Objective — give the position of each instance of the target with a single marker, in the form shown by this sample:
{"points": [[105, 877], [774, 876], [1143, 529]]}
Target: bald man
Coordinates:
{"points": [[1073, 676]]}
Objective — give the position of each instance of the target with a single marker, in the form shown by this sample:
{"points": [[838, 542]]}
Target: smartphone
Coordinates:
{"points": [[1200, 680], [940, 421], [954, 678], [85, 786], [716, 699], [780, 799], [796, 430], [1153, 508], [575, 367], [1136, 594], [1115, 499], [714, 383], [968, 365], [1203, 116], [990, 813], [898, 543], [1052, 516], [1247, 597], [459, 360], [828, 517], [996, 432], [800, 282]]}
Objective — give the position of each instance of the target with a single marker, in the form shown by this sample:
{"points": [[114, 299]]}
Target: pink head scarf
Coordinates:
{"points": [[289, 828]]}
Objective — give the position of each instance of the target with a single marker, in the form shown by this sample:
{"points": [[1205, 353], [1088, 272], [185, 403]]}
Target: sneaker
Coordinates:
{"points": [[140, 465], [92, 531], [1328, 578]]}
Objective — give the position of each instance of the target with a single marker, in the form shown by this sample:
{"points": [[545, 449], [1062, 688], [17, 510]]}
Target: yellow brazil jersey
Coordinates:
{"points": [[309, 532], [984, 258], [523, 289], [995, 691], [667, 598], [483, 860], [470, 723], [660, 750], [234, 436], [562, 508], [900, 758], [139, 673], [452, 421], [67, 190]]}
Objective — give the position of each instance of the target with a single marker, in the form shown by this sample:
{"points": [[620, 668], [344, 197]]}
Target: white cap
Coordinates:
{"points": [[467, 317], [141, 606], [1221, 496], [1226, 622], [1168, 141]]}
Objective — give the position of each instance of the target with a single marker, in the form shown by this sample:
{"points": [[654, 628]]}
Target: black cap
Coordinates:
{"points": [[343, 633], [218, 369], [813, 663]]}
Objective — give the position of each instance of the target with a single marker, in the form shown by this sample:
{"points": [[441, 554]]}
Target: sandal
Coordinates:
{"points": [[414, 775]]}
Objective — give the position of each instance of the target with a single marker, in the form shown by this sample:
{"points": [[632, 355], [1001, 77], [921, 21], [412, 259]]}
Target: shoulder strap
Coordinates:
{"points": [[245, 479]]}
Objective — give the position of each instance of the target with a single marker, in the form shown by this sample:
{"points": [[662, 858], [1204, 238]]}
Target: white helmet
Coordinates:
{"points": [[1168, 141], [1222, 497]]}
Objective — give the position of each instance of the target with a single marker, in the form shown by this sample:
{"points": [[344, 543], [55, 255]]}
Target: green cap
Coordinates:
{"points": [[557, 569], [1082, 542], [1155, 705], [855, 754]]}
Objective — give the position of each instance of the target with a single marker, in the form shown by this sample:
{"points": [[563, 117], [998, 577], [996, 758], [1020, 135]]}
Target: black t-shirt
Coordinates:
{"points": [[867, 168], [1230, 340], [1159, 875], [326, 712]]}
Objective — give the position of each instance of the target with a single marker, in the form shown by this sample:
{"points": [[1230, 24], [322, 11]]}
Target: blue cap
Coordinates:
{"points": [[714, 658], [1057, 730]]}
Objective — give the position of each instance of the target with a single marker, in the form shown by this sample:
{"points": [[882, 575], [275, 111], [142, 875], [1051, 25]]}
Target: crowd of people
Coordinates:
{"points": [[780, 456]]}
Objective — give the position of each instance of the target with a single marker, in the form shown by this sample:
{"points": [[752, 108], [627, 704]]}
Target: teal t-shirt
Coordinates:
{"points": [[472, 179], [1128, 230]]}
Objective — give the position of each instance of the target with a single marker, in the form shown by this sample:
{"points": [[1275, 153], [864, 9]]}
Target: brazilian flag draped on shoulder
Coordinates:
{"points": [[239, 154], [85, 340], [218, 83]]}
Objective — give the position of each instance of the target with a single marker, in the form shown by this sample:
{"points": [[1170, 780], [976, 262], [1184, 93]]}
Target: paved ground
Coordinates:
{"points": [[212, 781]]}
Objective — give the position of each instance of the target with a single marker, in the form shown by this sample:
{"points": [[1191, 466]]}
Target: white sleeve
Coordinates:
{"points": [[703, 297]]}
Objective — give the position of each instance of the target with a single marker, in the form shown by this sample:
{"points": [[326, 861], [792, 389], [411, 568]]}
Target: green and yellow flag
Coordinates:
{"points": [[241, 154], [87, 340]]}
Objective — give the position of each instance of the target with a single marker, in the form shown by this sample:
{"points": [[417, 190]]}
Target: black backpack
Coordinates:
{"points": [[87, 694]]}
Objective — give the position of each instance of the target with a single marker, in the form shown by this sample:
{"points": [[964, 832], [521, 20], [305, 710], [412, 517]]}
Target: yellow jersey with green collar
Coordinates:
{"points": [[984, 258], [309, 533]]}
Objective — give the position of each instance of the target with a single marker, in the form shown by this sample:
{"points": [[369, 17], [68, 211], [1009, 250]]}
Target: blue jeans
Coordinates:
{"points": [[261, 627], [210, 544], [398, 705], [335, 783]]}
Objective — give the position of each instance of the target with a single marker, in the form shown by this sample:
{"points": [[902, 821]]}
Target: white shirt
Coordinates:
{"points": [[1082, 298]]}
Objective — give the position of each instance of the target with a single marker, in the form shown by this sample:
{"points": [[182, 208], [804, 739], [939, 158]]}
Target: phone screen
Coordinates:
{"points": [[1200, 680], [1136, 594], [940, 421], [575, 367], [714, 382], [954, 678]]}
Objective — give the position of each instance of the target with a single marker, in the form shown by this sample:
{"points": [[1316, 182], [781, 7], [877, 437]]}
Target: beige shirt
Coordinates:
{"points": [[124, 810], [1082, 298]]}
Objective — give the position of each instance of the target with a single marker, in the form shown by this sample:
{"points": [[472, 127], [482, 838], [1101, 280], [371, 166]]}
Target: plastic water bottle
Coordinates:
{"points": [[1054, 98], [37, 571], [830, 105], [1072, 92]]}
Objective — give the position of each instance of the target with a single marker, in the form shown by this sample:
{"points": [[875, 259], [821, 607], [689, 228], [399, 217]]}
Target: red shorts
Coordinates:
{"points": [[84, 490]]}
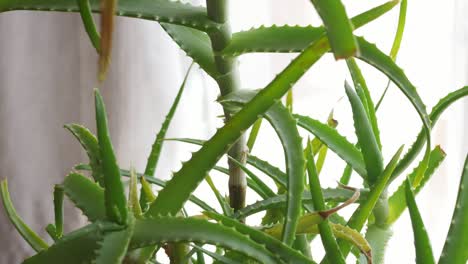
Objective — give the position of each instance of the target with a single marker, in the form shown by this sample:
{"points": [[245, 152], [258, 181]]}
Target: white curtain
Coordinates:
{"points": [[47, 72]]}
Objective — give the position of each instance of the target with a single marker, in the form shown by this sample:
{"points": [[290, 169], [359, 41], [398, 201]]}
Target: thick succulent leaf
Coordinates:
§ §
DIRECTION => Restate the entire listing word for word, excluding pictures.

RESPONSE FOR THIS EXERCISE =>
Objective — give the position of each instance of the target with a single marker, in the form shown by this sample:
{"points": [[105, 877], [774, 876], [1143, 529]]}
Target: bald man
Coordinates:
{"points": [[1073, 676]]}
Objective — give the position of each instance of the target with a single marker, in the form shown by this sample:
{"points": [[838, 542]]}
Target: smartphone
Coordinates:
{"points": [[1200, 680], [940, 421], [954, 678], [85, 786], [716, 699], [780, 799], [796, 430], [1153, 508], [575, 367], [1136, 594], [1115, 499], [714, 383], [968, 365], [1203, 116], [990, 813], [898, 543], [1052, 516], [1247, 597], [459, 360], [828, 517], [996, 432], [800, 282]]}
Objective — give the position of each instance of the target with a single marker, in the form shown by this sample:
{"points": [[114, 299]]}
Target: pink head scarf
Coordinates:
{"points": [[289, 828]]}
Objective — give the position of each instance of the target with a single marker, in the form shown by this sample:
{"points": [[1205, 353], [1088, 272], [185, 403]]}
Target: sneaker
Coordinates:
{"points": [[140, 465], [92, 531], [1328, 578]]}
Objective — give the position of each instance of the target with a single marker, in the form shown by this sample:
{"points": [[545, 449], [1062, 688], [17, 510]]}
Target: yellow brazil jersey
Coordinates:
{"points": [[309, 532], [984, 258], [523, 289], [995, 691], [667, 598], [483, 860], [470, 723], [660, 750], [234, 436], [562, 508], [900, 758], [139, 673], [452, 421], [67, 190]]}
Objective — give the position of each instance of the target with a single marker, in the form shown by this sample:
{"points": [[620, 668], [344, 197]]}
Target: white cap
Coordinates:
{"points": [[467, 317], [141, 606], [1221, 496], [1226, 622], [1168, 141]]}
Objective — give the position of each instance of the target with a single marker, in the form shown by this sample:
{"points": [[654, 628]]}
Target: black cap
Coordinates:
{"points": [[343, 633], [218, 369], [813, 663]]}
Objective — give the position of each instance of the target with a single marker, in the form shown by this sample:
{"points": [[441, 554]]}
Target: sandal
Coordinates:
{"points": [[414, 775]]}
Objective — give the position of each instance of the target with a single marker, in the form shown by this sample:
{"points": [[632, 355], [1001, 77], [921, 21], [412, 259]]}
Target: shoulder strap
Coordinates:
{"points": [[245, 479]]}
Objective — give the position of each instance of the target with a single marker, in the form shown by this sample:
{"points": [[662, 858], [1204, 238]]}
Target: white helmet
Coordinates:
{"points": [[1168, 141], [1222, 497]]}
Objective — give the position of each instance of the target with a single marker, in the form shown by this sample:
{"points": [[344, 543], [55, 255]]}
Target: green cap
Coordinates:
{"points": [[557, 569], [1082, 542], [1155, 705], [855, 754]]}
Objective — give the position of each instance of the target with a single marker, in the form shown by this sample:
{"points": [[563, 117], [998, 577], [996, 758], [1020, 135]]}
Target: black t-shirt
Coordinates:
{"points": [[867, 168], [1230, 340], [1159, 875], [326, 712]]}
Objective — give the position of each instance of the target with a single marker, in the form shown by this sample:
{"points": [[1230, 24], [322, 11]]}
Target: blue cap
Coordinates:
{"points": [[714, 658], [1057, 730]]}
Objective — give the position of each instance of the target with a single marker, in the form shown by this sample:
{"points": [[882, 575], [275, 111], [142, 875], [1051, 25]]}
Target: crowd of people
Coordinates:
{"points": [[780, 456]]}
Objective — give the position of each instance of the target with a single marker, in the form shown by this sample:
{"points": [[752, 108], [627, 704]]}
Target: teal t-shirt
Coordinates:
{"points": [[472, 179], [1128, 230]]}
Objective — give the position of each instance of the target with a single marker, in the form shown by this sample:
{"points": [[1275, 153], [864, 9]]}
Target: brazilian flag draped on shoulder
Coordinates:
{"points": [[239, 154], [85, 340], [218, 83]]}
Objective — give the position of each instance of the target with a single marker, in the form shown by this sample:
{"points": [[1170, 780], [976, 262], [1184, 93]]}
Target: paved ground
Coordinates:
{"points": [[212, 781]]}
Objective — give the position of each instance of the target with a single marker, in the form shown by this sample:
{"points": [[1191, 466]]}
Target: white sleeve
Coordinates:
{"points": [[703, 297]]}
Objective — give the position of each instance of the target with a single marker, in the form shown by this sample:
{"points": [[326, 861], [792, 389], [411, 568]]}
Target: green and yellow flag
Coordinates:
{"points": [[241, 154], [87, 340]]}
Objective — give the position of each instance of the target with a single marker, in the form shown by this sample:
{"points": [[417, 190]]}
Target: black backpack
Coordinates:
{"points": [[87, 694]]}
Objective — give the position of each instance of the target with a single marker, in the form shown by this sample:
{"points": [[964, 832], [521, 20], [305, 710], [412, 517]]}
Target: yellow jersey with green collar
Coordinates:
{"points": [[984, 258], [309, 533]]}
Objective — give the position of each instance of the target with a single marker, in the form shown by this sample:
{"points": [[369, 17], [68, 211], [1009, 250]]}
Target: blue jeans
Coordinates:
{"points": [[261, 627], [210, 544], [398, 705], [335, 783]]}
Objective — give the position of each instance of the target with a single marker, in the form shown by this sample:
{"points": [[902, 821]]}
Target: white shirt
Coordinates:
{"points": [[1082, 298]]}
Objective — give the position of each instance of the target with a single marker, in the form shown by this sample:
{"points": [[182, 208], [804, 739], [939, 158]]}
Target: phone screen
Coordinates:
{"points": [[1200, 680], [1136, 594], [940, 421], [575, 367], [714, 382], [954, 678]]}
Objective — give the position of each instance of the target with a single marker, in the form shown by this sample:
{"points": [[1316, 182], [781, 7], [877, 437]]}
Target: beige shirt
Coordinates:
{"points": [[124, 810], [1082, 298]]}
Objective — give the position of each instance of the target with a single marker, in the form shown by this sample:
{"points": [[472, 127], [482, 838], [1101, 280], [371, 166]]}
Target: plastic water bottle
Coordinates:
{"points": [[1054, 98], [37, 571], [830, 105], [1072, 92]]}
Objective — give the position of each instance of the target with a single marker, in the form shown by this sample:
{"points": [[875, 259], [821, 607], [689, 228], [399, 217]]}
Target: red shorts
Coordinates:
{"points": [[84, 490]]}
Objective — give the position of each instance of the target with a single marker, in the form shown by this sample:
{"points": [[245, 152], [258, 181]]}
Target: white curtain
Coordinates:
{"points": [[47, 72]]}
Objective — give the position of each instance of the target with a single marker, in the form shown by this sample:
{"points": [[290, 169], [359, 41], [398, 201]]}
Target: thick succulent leaf
Coordinates:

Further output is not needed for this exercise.